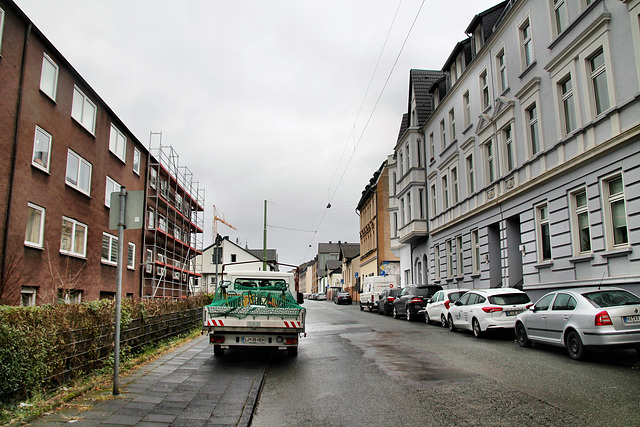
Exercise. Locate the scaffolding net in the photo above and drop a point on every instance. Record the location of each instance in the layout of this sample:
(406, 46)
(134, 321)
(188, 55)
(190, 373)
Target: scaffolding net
(255, 297)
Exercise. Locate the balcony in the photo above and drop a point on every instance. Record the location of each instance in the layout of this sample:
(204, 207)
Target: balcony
(415, 231)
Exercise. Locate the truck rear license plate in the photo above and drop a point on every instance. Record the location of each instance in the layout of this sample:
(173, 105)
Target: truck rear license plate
(254, 340)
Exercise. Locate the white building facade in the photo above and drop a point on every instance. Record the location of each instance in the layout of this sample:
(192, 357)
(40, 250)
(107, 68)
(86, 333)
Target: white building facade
(533, 152)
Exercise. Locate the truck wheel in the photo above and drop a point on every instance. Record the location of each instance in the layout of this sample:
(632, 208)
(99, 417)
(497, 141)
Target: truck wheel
(218, 351)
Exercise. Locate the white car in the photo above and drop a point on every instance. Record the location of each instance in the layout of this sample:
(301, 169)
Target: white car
(482, 309)
(437, 308)
(580, 318)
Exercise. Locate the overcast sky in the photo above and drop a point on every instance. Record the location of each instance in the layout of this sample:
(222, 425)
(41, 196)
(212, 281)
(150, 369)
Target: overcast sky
(271, 100)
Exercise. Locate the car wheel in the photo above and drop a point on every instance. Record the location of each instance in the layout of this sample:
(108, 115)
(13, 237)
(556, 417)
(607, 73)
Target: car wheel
(574, 346)
(477, 332)
(443, 321)
(521, 336)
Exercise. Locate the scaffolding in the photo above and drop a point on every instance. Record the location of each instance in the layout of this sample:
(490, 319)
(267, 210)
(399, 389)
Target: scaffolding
(174, 226)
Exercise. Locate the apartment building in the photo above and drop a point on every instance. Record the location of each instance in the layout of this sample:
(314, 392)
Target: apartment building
(64, 152)
(535, 133)
(376, 256)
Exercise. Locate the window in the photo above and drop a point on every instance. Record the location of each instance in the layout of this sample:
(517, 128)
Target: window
(544, 235)
(27, 296)
(432, 148)
(73, 239)
(509, 148)
(109, 249)
(449, 248)
(568, 108)
(502, 70)
(131, 256)
(34, 234)
(560, 18)
(434, 209)
(471, 184)
(83, 110)
(615, 212)
(526, 43)
(490, 161)
(49, 77)
(454, 185)
(484, 90)
(78, 173)
(445, 193)
(599, 82)
(437, 261)
(580, 217)
(459, 269)
(41, 149)
(452, 124)
(118, 143)
(475, 251)
(111, 187)
(534, 137)
(136, 161)
(466, 105)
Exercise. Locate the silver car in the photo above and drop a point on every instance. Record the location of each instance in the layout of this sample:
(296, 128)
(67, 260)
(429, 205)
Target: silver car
(581, 318)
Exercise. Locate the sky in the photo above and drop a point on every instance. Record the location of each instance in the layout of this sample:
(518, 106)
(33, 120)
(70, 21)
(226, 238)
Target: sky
(296, 102)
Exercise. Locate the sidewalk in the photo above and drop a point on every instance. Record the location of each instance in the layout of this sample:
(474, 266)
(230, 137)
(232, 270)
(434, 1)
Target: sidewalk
(184, 387)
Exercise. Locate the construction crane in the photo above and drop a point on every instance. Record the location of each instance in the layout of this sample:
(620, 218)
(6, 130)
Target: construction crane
(218, 216)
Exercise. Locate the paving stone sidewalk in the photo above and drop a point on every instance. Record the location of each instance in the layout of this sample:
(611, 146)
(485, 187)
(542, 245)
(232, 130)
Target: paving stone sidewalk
(185, 387)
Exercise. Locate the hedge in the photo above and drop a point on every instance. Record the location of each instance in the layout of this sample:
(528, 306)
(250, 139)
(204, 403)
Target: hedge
(47, 346)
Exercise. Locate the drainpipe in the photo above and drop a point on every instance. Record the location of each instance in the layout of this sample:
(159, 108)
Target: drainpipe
(5, 243)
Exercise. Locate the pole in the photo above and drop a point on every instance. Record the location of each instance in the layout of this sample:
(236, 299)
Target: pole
(264, 240)
(116, 339)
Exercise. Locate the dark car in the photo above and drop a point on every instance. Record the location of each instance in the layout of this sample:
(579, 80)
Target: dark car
(342, 298)
(412, 299)
(385, 303)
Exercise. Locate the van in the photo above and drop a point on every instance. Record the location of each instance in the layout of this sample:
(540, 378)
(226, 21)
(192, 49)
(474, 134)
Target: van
(372, 286)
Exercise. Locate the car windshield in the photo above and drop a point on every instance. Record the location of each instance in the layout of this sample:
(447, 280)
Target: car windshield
(611, 298)
(508, 299)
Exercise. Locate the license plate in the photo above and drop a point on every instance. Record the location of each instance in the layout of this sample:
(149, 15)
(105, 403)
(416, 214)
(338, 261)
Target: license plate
(631, 319)
(253, 340)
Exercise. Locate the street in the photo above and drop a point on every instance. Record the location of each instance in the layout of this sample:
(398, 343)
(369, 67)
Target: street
(361, 368)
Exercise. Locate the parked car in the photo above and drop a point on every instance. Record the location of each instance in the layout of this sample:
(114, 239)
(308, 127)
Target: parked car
(580, 318)
(412, 299)
(482, 309)
(437, 308)
(342, 298)
(387, 297)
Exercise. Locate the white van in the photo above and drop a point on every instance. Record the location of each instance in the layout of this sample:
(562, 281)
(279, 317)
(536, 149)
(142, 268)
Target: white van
(372, 286)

+-------+

Can you write out all of the data again with "drop a point" swapped for "place a marker" throughout, changing nothing else and leaving out the pictures?

> [Result below]:
Exercise. Locate the scaffolding net in the photo above and place a marker on every instance. Record the location of each instance in the layout of this sample:
(406, 46)
(134, 321)
(188, 55)
(190, 373)
Target: scaffolding net
(255, 297)
Exercise. Locate the balcony in the photo above and place a marker on every instance. Record the location of each instance in the layout of this sample:
(204, 207)
Target: balcony
(415, 231)
Exercise. Locate the truck rear license plate in the photo above and place a marker on every instance. Record the location of each instance in the layout of this sample:
(173, 105)
Target: truck rear license plate
(254, 340)
Exercise. Locate the white building facade in the photo above and place a marker on every instance. Record the location of each instance in the layout of this sample:
(192, 357)
(40, 250)
(107, 68)
(86, 333)
Target: white building facade
(533, 152)
Exercise. Locate the truck wheel in the photo above and place a marker on every instance. Record the location of each instance in the layout of this sample:
(632, 208)
(99, 417)
(497, 141)
Target: truck wheel
(218, 351)
Exercise. Locate the white car in the photo above and place a marker on every instance. Record the location of each instance in the layout of this sample:
(301, 169)
Target: white car
(482, 309)
(437, 308)
(580, 318)
Exercise. Locate the overcast sky in the photo above and place a marker on every instance. Record the location of each instance in the layout of this sample:
(222, 425)
(41, 196)
(212, 281)
(150, 369)
Target: overcast sky
(271, 100)
Exercise. Locate the car wheel in the photo above and place a marker on every instance. Record the location of each instance in the layout of this sample:
(108, 115)
(13, 237)
(556, 417)
(607, 73)
Target: car wheel
(574, 346)
(477, 332)
(443, 321)
(521, 336)
Exercise. Locate the scaffolding in the photo above and place a marker on every instance. Record the location of each instance in the layout of this sample:
(490, 319)
(267, 210)
(399, 389)
Target: scaffolding
(174, 226)
Exercise. Locate the apartment building in the photo above and place a marker on every instance. Record the location of each instance in the layout of this sample:
(314, 392)
Target: apartment building
(64, 152)
(535, 133)
(376, 256)
Exercise. Locate the window in the photo above and place a marker on every instance. Record the location of each instance in the layout of this sample:
(517, 128)
Target: window
(544, 235)
(27, 296)
(432, 148)
(73, 239)
(509, 148)
(109, 249)
(449, 248)
(568, 108)
(502, 70)
(131, 256)
(34, 234)
(560, 18)
(434, 209)
(471, 184)
(83, 110)
(615, 212)
(526, 43)
(490, 161)
(49, 77)
(454, 185)
(484, 90)
(78, 173)
(445, 193)
(599, 82)
(437, 261)
(580, 217)
(459, 269)
(41, 149)
(452, 124)
(118, 143)
(475, 251)
(111, 187)
(534, 137)
(136, 161)
(466, 105)
Exercise. Locate the silver car in the photo above and place a marker on every instance. Record the location of each instance in the layout of this sample:
(296, 128)
(67, 260)
(429, 205)
Target: silver car
(581, 318)
Exercise. Locate the sky in the photo above and place a marker on every instance. Record the location of each instance in the layout of this sample:
(518, 106)
(33, 120)
(70, 21)
(226, 238)
Target: sky
(296, 102)
Exercise. Locate the sidewalk in the photo above and place a marker on every instance. Record the location of each instance in the layout of this sample:
(474, 266)
(230, 137)
(232, 270)
(434, 1)
Target: sidewalk
(184, 387)
Exercise. Locate the construction crane in the photo above and place a marker on every instance. Record the location of each instance in the layout of this sample:
(620, 218)
(6, 130)
Target: construction crane
(218, 216)
Exercise. Locate the paving stone sidewalk in the photo above and place a marker on every instance. Record the location of each instance in the layout of this sample:
(611, 146)
(485, 187)
(542, 245)
(232, 130)
Target: paving stone sidewalk
(185, 387)
Exercise. Locate the hedge in the photo above and place a marker on every instance. Record the location of each instance in the layout of this sample:
(528, 306)
(250, 139)
(204, 403)
Target: hedge
(47, 346)
Exercise. Locate the drainpipe in the photo above and place a marker on every instance. Record the location of each instance in the layout of this sample:
(159, 108)
Target: drainpipe
(5, 243)
Exercise. Locate the pole in the photo above and place a marker on every instance. Record the location of each instance in the layout of this sample:
(236, 299)
Target: pole
(264, 240)
(116, 339)
Exercise. Locate the dark car in the photo above and place a marker on every instance. Record the location of each instance in the layout of this sample:
(579, 80)
Target: dark car
(342, 298)
(412, 299)
(385, 303)
Exercise. Locate the van in the photo above and place a marker on every instance. Record the location of each instance in the layout of this sample:
(540, 378)
(226, 21)
(192, 49)
(474, 134)
Target: van
(372, 286)
Exercise. Locate the car windshield in the photo above and place a marker on every instance. Record the location of each instance in the layout of this sample:
(447, 280)
Target: car windshield
(611, 298)
(508, 299)
Exercise. Locate the license plate in the photo above and place a marker on every instance. Record the location of each instance in the layout of this sample:
(149, 15)
(105, 403)
(416, 214)
(338, 261)
Target: license plate
(631, 319)
(253, 340)
Exercise. Locate the street in the photo above and place a marker on every instance. Record the location of each instance in the layout of this sample:
(398, 343)
(369, 67)
Target: street
(361, 368)
Exercise. Locate the parked car in the photo above and place a marker on every instance. Record the location of each instance in the layout of this sample:
(114, 239)
(308, 127)
Target: parked car
(580, 318)
(412, 299)
(482, 309)
(437, 308)
(342, 298)
(387, 297)
Exercise. Locate the white van in the photo above and place a marker on every instance. Record the location of each instance in the layout of this sample:
(562, 281)
(279, 317)
(536, 149)
(142, 268)
Target: white van
(372, 286)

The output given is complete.